§ Votre tâche: Imprimez sans rien changer le passage de l'extrait sur la poésie et la musique, en commençant par « Il importe donc » et en continuant jusqu'à « fin de l’antiquité. ».

§ Extrait du texte:
__________________________________________________
En effet, le groupe complément « avant toute chose » exclut la possibilité d’une affiliation pure et simple du poème au genre musicale qui l’engloberait.

Toutefois, quiconque a jamais éprouvé une émotion d’ordre artistique en écoutant une composition musicale et une oeuvre poétique, ne peut que reconnaître la similitude des effets produits sur le spectateur, et ce faisant des forces mises en jeu par les deux pratiques.

Il importe donc d’explorer les points d’échanges possibles entre le musicien et le poète, si possible jusqu’à déterminer un point où les différences entre l’un et l’autre s’abolissent et perdent leur sens. I Le poème comme composition musicale _ La poésie et la musique trouvent une origine commune dans le chant, sans que le texte ne soit dissocié de sa récitation mélodique avant la fin de l’antiquité.

L’écriture poétique, telle qu’elle est pratique de nos jours ne se distingue du chant qu’en ce qu’elle conserve le tracé de son mouvement musical.
__________________________________________________
§ Liste:
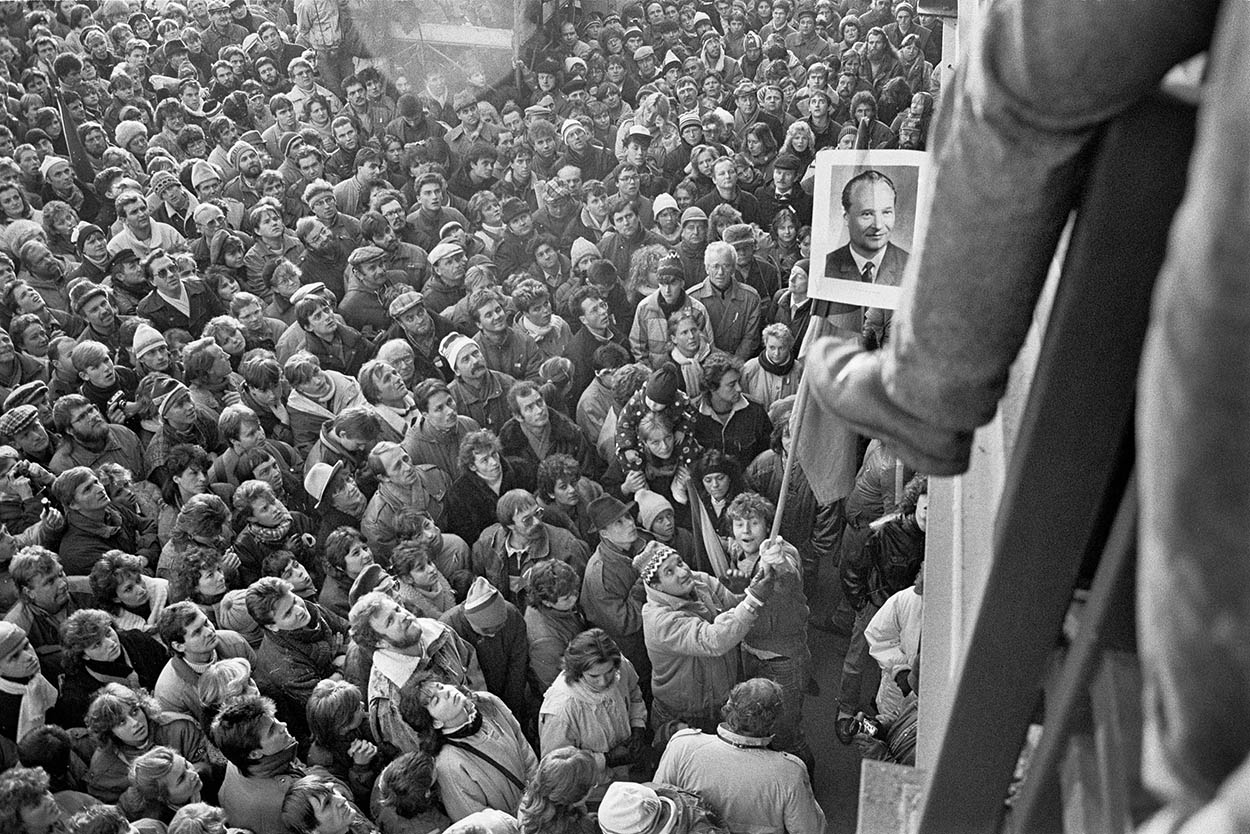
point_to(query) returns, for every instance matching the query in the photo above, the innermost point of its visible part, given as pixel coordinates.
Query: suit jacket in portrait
(839, 264)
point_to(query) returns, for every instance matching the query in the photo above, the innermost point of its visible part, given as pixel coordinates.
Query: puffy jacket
(886, 564)
(693, 643)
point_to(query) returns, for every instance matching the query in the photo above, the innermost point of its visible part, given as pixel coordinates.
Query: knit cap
(581, 248)
(650, 505)
(484, 607)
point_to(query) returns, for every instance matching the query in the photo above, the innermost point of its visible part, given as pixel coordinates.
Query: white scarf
(38, 697)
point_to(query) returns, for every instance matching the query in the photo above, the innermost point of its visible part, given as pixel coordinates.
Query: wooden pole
(800, 404)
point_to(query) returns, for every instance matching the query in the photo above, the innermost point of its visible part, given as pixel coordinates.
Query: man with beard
(580, 150)
(403, 644)
(126, 281)
(139, 231)
(348, 438)
(408, 263)
(94, 304)
(341, 164)
(505, 350)
(869, 254)
(724, 175)
(431, 214)
(446, 284)
(245, 186)
(323, 260)
(90, 440)
(479, 391)
(94, 524)
(303, 644)
(535, 432)
(423, 331)
(338, 346)
(105, 385)
(176, 204)
(44, 271)
(365, 301)
(471, 129)
(93, 248)
(180, 422)
(176, 303)
(21, 428)
(319, 196)
(401, 487)
(434, 439)
(351, 194)
(45, 599)
(590, 305)
(194, 644)
(261, 762)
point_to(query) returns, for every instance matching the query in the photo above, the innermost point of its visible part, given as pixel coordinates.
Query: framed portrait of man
(865, 224)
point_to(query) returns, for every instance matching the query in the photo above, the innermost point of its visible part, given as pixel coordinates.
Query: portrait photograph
(868, 199)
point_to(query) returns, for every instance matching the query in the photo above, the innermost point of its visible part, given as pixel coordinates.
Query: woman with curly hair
(759, 151)
(128, 723)
(420, 584)
(59, 223)
(131, 598)
(98, 653)
(200, 579)
(486, 219)
(596, 705)
(555, 799)
(800, 140)
(480, 755)
(551, 618)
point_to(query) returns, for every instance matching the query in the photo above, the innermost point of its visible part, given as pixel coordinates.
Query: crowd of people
(384, 449)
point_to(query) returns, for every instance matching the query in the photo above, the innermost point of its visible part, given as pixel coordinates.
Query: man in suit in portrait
(868, 209)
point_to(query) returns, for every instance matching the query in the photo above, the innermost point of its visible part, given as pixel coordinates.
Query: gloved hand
(901, 679)
(735, 580)
(619, 755)
(764, 584)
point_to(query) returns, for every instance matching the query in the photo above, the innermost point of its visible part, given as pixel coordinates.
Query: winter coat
(550, 633)
(443, 653)
(109, 774)
(468, 783)
(490, 558)
(76, 687)
(886, 564)
(760, 790)
(649, 335)
(504, 658)
(290, 664)
(306, 415)
(693, 643)
(575, 715)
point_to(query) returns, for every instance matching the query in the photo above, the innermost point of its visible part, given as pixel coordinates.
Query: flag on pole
(824, 445)
(709, 548)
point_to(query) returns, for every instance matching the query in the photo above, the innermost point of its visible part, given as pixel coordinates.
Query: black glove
(901, 678)
(764, 584)
(619, 755)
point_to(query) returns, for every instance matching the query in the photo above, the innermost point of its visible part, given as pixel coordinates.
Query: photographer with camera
(888, 563)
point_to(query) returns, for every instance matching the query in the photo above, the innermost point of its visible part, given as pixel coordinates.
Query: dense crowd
(386, 449)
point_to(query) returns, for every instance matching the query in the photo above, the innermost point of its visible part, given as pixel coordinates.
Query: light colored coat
(693, 643)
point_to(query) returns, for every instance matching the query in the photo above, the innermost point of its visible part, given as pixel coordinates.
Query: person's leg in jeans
(853, 665)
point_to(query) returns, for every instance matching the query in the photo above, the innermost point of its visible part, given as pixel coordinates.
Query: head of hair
(753, 707)
(589, 649)
(551, 803)
(330, 709)
(476, 443)
(238, 727)
(866, 178)
(406, 783)
(110, 705)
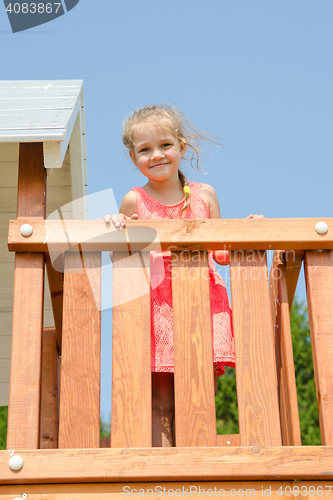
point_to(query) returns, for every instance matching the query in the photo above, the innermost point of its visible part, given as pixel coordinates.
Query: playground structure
(54, 415)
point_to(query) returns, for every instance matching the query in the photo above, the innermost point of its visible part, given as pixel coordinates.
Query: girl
(157, 139)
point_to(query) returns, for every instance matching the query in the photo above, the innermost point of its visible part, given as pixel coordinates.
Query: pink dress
(162, 356)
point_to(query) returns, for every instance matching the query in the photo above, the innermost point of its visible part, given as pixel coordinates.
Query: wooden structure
(58, 438)
(52, 114)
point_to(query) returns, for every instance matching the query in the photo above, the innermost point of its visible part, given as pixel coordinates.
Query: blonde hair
(178, 124)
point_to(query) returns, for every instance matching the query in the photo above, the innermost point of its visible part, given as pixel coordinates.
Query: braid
(183, 180)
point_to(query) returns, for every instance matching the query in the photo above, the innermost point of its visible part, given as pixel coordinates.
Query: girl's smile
(156, 151)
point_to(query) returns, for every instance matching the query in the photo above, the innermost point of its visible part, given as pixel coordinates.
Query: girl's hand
(255, 216)
(119, 220)
(221, 257)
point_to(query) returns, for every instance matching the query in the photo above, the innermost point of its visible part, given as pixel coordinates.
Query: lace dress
(162, 356)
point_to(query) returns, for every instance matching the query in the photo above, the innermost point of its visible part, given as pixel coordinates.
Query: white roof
(41, 111)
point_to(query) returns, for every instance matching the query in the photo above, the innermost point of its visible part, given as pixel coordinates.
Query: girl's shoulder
(128, 205)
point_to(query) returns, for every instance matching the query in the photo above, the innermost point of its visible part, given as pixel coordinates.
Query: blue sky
(256, 74)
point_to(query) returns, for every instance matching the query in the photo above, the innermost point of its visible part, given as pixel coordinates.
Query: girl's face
(156, 152)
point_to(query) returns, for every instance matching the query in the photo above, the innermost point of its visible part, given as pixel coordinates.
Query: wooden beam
(26, 354)
(258, 408)
(290, 427)
(56, 283)
(131, 423)
(165, 464)
(293, 260)
(117, 491)
(193, 350)
(208, 234)
(318, 268)
(49, 397)
(79, 419)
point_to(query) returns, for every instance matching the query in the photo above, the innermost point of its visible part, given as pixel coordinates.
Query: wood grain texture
__________________________________________________
§ Exercice corrigé:
Il importe donc d’explorer les points d’échanges possibles entre le musicien et le poète, si possible jusqu’à déterminer un point où les différences entre l’un et l’autre s’abolissent et perdent leur sens. I Le poème comme composition musicale _ La poésie et la musique trouvent une origine commune dans le chant, sans que le texte ne soit dissocié de sa récitation mélodique avant la fin de l’antiquité.